Texto →
□ □ □

La Iglesia nace del misterio pascual, de hecho, la Eucaristía es el Sacramento por excelencia, y está en el centro de la vida eclesial. Esto se puede ver ya desde las primeras imágenes de la Iglesia, que nos ofrecen los Hechos de los Apóstoles: ” Acudían asiduamente a la enseñanza de los apóstoles, en la fracción del pan y a las oraciones” (2:42). La “fracción del pan” se refiere a la Eucaristía. Después de dos mil años seguimos reproduciendo aquella imagen de la Iglesia.
Esta verdad no expresa solamente una experiencia cotidiana de fe, sino que encierra en síntesis el núcleo del misterio de la Iglesia. Ésta experimenta con alegría en múltiples formas el cumplimiento constante de la promesa: “He aquí, yo estoy con vosotros todos los días hasta el fin del mundo” (Mt 28,20); pero en la Santa Eucaristía, a través de la transformación del pan y el vino en el cuerpo y la sangre del Señor, se alegra de esta presencia con una intensidad única. Desde que, en Pentecostés, la Iglesia, el Pueblo de la Nueva Alianza, ha empezado su peregrinación hacia la patria celeste, este Divino Sacramento ha seguido marcando sus días, llenándolos de confiada esperanza.

□ □ □

Extractos de datos →
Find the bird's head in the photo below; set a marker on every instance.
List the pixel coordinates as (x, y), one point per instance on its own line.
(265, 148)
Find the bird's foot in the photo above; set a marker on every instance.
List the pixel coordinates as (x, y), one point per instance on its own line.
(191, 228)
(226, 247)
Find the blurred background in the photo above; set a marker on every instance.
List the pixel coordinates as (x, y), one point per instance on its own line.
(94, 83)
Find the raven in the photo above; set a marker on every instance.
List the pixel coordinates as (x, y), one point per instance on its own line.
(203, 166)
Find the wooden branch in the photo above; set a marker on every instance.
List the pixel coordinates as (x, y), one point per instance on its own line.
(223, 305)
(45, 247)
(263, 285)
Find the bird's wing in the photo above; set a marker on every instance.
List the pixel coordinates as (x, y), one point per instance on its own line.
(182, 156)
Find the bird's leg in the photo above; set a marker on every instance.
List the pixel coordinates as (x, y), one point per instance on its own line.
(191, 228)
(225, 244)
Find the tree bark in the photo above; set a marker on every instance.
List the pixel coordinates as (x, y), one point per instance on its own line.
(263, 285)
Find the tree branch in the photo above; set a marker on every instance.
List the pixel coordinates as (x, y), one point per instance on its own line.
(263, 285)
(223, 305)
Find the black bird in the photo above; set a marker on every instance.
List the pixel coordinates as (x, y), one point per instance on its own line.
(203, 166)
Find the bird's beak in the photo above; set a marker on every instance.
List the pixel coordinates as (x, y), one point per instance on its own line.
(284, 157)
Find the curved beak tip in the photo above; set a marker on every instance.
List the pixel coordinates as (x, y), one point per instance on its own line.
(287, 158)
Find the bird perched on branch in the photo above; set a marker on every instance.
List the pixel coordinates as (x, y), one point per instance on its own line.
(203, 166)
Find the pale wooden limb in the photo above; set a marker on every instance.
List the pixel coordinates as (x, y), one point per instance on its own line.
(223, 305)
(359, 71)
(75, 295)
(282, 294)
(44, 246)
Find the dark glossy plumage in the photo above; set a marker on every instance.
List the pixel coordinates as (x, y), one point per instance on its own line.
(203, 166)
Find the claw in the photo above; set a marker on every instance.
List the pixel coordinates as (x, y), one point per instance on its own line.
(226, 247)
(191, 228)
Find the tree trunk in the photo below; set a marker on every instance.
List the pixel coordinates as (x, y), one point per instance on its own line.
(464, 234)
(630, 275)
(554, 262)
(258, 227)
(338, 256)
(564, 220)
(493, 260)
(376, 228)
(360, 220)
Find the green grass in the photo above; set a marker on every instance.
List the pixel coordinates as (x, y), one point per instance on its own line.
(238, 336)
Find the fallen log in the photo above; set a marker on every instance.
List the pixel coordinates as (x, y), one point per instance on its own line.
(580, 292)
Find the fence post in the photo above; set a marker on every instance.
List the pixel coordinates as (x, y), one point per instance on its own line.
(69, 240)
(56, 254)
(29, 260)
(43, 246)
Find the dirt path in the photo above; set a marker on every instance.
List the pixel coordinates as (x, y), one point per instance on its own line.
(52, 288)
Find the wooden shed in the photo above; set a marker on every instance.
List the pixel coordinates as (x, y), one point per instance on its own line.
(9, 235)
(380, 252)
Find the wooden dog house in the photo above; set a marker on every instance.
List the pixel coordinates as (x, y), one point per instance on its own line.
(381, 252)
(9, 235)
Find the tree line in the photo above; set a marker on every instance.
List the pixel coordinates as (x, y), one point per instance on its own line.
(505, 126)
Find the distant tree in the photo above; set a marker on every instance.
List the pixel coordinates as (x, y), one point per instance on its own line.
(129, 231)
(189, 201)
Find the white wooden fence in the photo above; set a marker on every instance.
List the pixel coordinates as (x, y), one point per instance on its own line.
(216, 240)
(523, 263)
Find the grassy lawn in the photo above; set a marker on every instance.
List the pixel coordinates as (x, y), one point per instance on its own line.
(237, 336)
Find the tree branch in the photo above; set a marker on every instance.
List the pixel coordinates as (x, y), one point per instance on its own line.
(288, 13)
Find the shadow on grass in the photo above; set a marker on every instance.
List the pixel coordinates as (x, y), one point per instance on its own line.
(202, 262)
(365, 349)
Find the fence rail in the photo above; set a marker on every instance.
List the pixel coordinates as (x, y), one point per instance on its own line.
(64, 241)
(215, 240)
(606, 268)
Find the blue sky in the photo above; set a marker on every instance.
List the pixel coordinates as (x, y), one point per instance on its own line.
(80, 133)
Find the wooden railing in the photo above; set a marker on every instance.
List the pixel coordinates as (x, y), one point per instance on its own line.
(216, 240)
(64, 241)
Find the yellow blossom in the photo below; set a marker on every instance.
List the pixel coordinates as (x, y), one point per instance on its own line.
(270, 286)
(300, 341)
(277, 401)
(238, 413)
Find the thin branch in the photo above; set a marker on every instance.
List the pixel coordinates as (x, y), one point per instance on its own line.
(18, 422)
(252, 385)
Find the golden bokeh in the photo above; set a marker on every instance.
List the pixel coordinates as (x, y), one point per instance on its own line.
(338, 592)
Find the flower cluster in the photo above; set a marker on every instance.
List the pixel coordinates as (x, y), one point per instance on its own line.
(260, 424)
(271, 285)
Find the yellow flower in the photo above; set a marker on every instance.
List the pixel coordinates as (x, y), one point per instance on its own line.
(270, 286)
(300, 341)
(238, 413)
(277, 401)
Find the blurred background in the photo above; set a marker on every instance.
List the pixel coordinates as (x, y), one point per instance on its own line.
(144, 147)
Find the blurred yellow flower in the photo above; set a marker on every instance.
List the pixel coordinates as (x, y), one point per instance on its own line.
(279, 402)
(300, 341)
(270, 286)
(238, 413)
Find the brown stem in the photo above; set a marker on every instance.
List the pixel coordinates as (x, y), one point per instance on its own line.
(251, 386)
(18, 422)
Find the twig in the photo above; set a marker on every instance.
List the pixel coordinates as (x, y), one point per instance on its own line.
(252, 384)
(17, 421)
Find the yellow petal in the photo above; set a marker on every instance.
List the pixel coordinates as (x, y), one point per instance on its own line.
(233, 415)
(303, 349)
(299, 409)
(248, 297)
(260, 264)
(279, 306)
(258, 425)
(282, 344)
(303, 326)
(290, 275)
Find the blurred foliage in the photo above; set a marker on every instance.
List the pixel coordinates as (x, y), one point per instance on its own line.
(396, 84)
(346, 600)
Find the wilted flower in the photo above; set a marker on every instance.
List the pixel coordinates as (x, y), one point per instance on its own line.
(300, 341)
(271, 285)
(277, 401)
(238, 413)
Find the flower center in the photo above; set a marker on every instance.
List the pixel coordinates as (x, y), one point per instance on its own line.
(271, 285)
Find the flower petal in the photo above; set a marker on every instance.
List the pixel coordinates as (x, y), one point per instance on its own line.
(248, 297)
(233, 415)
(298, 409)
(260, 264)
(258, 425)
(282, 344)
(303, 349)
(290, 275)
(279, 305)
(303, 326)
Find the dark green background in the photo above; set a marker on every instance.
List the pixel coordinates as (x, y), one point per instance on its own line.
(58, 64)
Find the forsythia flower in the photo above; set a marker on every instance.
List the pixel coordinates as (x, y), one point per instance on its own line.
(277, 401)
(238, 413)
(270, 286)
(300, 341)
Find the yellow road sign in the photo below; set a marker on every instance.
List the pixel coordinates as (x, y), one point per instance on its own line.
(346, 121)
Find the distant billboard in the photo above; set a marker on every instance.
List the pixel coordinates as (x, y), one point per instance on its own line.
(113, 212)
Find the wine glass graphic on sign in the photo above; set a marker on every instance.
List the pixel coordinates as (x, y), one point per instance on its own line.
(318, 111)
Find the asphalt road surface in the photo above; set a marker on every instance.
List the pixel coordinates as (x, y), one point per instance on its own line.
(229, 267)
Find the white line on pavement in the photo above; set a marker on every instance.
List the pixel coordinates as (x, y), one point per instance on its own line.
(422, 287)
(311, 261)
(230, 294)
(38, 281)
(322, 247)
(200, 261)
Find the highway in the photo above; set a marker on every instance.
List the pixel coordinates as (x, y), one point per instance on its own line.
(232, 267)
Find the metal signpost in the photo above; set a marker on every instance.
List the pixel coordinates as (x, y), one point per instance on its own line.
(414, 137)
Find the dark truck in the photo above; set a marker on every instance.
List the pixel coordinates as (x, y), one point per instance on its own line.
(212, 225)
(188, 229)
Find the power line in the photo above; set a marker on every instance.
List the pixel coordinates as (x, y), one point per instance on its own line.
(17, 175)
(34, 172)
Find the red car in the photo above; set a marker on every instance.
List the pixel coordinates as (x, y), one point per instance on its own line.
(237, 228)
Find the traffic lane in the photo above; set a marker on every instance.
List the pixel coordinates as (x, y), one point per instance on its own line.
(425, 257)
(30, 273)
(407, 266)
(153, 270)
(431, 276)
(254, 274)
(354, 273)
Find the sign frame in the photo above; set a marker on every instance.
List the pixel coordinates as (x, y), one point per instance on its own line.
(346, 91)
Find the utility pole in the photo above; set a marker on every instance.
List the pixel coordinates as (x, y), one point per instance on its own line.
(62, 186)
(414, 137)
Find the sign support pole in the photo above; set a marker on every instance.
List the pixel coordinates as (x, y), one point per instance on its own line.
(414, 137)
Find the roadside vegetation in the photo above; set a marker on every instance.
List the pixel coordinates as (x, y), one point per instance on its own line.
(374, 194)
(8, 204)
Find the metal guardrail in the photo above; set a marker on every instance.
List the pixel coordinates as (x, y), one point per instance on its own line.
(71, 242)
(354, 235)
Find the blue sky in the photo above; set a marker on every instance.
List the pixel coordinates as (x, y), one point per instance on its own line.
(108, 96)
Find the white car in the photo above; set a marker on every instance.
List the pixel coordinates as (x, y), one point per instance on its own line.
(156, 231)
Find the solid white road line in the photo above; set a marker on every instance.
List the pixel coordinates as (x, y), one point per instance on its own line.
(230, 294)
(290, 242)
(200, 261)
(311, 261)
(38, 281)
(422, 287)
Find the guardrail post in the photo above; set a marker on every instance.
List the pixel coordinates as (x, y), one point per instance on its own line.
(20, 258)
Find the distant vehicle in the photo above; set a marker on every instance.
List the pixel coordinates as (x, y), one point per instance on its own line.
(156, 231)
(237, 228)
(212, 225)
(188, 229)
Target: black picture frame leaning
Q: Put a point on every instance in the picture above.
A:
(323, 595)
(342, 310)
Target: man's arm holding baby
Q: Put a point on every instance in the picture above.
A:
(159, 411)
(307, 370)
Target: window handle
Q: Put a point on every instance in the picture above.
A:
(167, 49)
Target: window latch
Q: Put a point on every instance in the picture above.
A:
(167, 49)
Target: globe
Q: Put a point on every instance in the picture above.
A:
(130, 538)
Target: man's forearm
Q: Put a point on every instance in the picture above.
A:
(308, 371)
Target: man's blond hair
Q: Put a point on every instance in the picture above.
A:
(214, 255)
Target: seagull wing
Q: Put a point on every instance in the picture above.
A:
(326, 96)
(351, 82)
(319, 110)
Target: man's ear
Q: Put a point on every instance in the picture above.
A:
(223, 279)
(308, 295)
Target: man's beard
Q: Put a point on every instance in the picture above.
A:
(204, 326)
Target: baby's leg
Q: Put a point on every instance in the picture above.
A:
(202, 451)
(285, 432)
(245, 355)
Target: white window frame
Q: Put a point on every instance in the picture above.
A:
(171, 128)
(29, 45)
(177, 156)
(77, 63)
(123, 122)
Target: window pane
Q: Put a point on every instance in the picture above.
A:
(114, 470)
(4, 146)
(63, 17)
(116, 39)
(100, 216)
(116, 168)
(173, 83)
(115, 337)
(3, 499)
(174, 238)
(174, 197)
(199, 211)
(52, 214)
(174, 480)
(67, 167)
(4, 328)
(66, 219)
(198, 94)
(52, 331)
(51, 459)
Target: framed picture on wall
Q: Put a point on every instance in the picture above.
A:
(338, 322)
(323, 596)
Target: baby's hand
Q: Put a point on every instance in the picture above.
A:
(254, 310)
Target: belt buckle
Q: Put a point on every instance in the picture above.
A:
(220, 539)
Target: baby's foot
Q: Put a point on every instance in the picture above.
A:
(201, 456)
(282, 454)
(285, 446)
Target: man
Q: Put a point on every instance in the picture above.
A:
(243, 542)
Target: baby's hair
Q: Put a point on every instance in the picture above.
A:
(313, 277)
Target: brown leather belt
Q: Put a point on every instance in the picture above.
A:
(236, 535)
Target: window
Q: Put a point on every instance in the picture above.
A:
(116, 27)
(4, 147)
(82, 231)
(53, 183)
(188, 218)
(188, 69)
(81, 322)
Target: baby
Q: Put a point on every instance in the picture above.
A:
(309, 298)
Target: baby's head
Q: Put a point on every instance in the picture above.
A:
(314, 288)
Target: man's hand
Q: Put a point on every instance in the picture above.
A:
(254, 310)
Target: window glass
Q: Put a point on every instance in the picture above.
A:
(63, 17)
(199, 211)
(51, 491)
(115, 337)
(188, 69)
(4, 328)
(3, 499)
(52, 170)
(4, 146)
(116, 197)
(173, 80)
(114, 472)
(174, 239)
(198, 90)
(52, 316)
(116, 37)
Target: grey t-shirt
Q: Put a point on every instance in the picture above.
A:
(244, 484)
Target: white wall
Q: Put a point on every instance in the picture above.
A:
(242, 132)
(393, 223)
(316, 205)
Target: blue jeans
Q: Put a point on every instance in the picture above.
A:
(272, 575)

□ □ □

Instrucción 1 →
Responde a estas preguntas según el texto sobre la Eucaristía.
(a) ¿De qué nace la Iglesia?
(b) ¿A qué se refiere la "fracción del pan"?
(c) ¿Desde qué momento ha empezado la Iglesia su peregrinación hacia la patria celeste?
Instrucción 2 →
Enumera todo aquello a lo que, según la cita de los Hechos de los Apóstoles en el texto sobre la Eucaristía, acudían asiduamente.
Instrucción 3 →
Copia del texto sobre la Eucaristía el fragmento que va desde "La Iglesia nace" hasta "imagen de la Iglesia.".

Respuesta 1 →
(a) Del misterio pascual.
(b) A la Eucaristía.
(c) Desde Pentecostés.

Respuesta 2 →
- La enseñanza de los apóstoles
- La fracción del pan
- Las oraciones

Respuesta 3 →
La Iglesia nace del misterio pascual, de hecho, la Eucaristía es el Sacramento por excelencia, y está en el centro de la vida eclesial. Esto se puede ver ya desde las primeras imágenes de la Iglesia, que nos ofrecen los Hechos de los Apóstoles: ” Acudían asiduamente a la enseñanza de los apóstoles, en la fracción del pan y a las oraciones” (2:42). La “fracción del pan” se refiere a la Eucaristía. Después de dos mil años seguimos reproduciendo aquella imagen de la Iglesia.